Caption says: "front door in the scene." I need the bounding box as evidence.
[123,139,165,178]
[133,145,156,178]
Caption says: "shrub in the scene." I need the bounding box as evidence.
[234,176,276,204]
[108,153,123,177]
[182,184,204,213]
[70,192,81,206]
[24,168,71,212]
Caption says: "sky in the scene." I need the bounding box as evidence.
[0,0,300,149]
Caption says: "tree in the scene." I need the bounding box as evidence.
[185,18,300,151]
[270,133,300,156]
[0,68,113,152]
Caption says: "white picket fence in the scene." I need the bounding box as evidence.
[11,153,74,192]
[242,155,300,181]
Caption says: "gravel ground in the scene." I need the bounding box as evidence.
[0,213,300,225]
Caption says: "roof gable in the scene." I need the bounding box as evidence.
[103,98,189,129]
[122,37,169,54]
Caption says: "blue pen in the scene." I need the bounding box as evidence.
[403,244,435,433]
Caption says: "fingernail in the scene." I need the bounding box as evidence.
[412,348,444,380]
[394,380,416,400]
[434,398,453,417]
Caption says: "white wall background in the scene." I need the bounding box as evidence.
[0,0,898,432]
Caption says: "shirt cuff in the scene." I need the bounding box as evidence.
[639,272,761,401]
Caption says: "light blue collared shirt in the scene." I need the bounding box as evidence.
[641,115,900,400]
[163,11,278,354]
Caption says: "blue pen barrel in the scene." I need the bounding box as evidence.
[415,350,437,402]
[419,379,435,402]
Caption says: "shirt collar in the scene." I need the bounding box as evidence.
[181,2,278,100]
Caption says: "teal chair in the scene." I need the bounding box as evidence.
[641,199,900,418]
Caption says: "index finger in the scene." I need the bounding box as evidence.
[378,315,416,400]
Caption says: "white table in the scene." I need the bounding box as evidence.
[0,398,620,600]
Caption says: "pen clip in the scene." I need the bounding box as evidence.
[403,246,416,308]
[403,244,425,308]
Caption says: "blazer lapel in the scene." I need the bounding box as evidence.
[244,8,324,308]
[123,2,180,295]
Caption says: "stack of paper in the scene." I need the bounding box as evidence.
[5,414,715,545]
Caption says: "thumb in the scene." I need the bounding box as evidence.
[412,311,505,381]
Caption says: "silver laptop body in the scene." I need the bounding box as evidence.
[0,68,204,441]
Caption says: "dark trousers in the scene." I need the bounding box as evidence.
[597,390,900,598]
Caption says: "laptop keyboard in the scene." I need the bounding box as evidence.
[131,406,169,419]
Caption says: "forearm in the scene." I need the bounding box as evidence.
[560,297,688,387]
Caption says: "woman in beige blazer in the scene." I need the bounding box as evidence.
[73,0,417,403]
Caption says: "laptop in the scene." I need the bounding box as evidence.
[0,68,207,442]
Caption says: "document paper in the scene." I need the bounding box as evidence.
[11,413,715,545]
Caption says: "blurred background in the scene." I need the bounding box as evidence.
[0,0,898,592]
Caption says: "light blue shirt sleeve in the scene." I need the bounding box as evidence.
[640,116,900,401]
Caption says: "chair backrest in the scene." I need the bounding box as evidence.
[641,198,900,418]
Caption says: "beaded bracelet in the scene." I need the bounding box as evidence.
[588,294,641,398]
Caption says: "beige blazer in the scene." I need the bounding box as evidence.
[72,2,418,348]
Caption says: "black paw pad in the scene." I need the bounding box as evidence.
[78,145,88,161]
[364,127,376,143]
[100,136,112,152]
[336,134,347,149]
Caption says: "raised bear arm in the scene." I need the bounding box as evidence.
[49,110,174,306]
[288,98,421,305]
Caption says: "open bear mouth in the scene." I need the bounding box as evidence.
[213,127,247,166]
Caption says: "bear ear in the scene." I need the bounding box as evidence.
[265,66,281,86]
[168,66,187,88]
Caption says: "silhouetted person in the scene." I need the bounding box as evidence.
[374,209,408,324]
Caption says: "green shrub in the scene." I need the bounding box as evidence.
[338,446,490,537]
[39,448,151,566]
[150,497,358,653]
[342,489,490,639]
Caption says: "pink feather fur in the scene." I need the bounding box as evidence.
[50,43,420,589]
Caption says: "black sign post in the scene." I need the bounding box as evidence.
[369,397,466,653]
------------------------
Written problem
Can you reproduce every one of the items above word for word, with no changes?

Solution to the problem
Caption says: "front door in the scene." I need the bounding box as evidence.
[123,139,165,178]
[133,145,156,178]
Caption says: "shrub in the scene." I need the bounding box as evidence.
[234,176,276,204]
[108,153,123,177]
[182,184,204,213]
[70,192,81,206]
[24,168,71,212]
Caption says: "sky in the scene." I need the bounding box as evidence.
[0,0,300,149]
Caption says: "tree in the scene." I need the bounding box as evidence.
[185,18,300,151]
[270,133,300,156]
[0,68,113,152]
Caption says: "white picket fence in the scene." I need the bounding box as evidence.
[11,153,74,192]
[242,155,300,181]
Caption says: "gravel ground in the scene." I need the bounding box as evidence.
[0,213,300,225]
Caption says: "roof gable in the scene." I need the bounding box as evidence.
[103,98,189,129]
[122,37,169,54]
Caption says: "blue pen in the scene." I need the bounding box as evidence.
[403,244,435,433]
Caption says: "fingernail in the scene." I need the bounding box as evidence.
[412,348,444,380]
[394,380,416,400]
[434,398,453,417]
Caption says: "white wall background in the scene." I need the bounding box as evidence.
[0,0,898,432]
Caption says: "shirt cuff in the scene." I need the bounding box as evidence.
[639,272,761,401]
Caption says: "light blue collared shirt in the scene." I need the bounding box as evidence.
[641,115,900,400]
[163,11,278,354]
Caption says: "blue pen barrel in the scene." I need the bounding box as evidence.
[415,350,437,402]
[419,379,435,402]
Caption says: "shirt collar in the scene." I need the bounding box as evidence.
[181,2,278,100]
Caption says: "teal chair in the scene." I need the bounding box as evidence.
[641,199,900,418]
Caption says: "index finger in the scene." I need the bounding box as evidence.
[378,315,416,400]
Caption says: "white table in the scene." I need the bounding box as evidence.
[0,398,620,600]
Caption says: "pen clip in the scene." I need the bounding box as evidence.
[403,246,416,308]
[403,244,425,308]
Caption says: "blazer lapel in the scene." I need the bounding box as evidence.
[244,8,324,308]
[123,2,180,295]
Caption says: "stack of paper in the scene." I need the bounding box as evidence.
[5,414,715,545]
Caption says: "thumb in the scene." I need the bounding box as evidence.
[412,311,505,381]
Caption says: "silver laptop body in the scene." I need the bounding box as evidence.
[0,68,204,441]
Caption says: "dark trousers in the scene." I need the bounding box as evidence.
[597,390,900,598]
Caption says: "laptop keyboard in the scene." I need the bounding box as evidence.
[131,406,169,419]
Caption says: "forearm in the scene." I need the bounding box as evidence.
[560,297,688,387]
Caption says: "woman in beige blazer in the scene." I need the bounding box as evidence.
[73,0,417,403]
Caption says: "laptop in the scene." I need the bounding box as evidence.
[0,68,207,442]
Caption says: "document paper in the scene." I need the bounding box as evidence.
[11,413,715,545]
Caption says: "blurred background in the scene." I need the bounding box as evidence.
[0,0,898,592]
Caption says: "light blue shirt sleeve in the scene." I need the bounding box as evidence.
[640,116,900,401]
Caption says: "chair backrest in the scene." I need the bounding box as evidence.
[641,198,900,418]
Caption says: "beaded bracelet in the scene." I need the bounding box as evidence.
[588,294,641,398]
Caption says: "beige blazer in the scene." I need the bounding box as evidence.
[72,2,418,348]
Caption says: "black paw pad in the scene." I need the bounding box as evidence.
[78,145,88,161]
[364,127,376,143]
[100,136,112,152]
[336,134,347,149]
Caption says: "raised bear arm in the scene." I need the bounding box as evidence.
[49,110,174,306]
[288,98,421,305]
Caption says: "open bear mouth in the scene." I need the bounding box as evidence.
[213,127,247,166]
Caption says: "bear ear in the scene." I need the bounding box as evidence.
[265,66,281,86]
[168,66,187,88]
Caption says: "silhouetted person in the scene." I need the bounding box as evidence.
[374,209,408,324]
Caption says: "green shrub in the scene." I need the bounding box as evidence.
[338,446,490,537]
[39,448,151,566]
[150,497,358,653]
[342,489,490,639]
Caption says: "pink feather fur in the scene." I need the bounding box as evidence.
[50,43,420,589]
Caption says: "black sign post in the scene." I need the bounding box as evidence.
[369,397,466,653]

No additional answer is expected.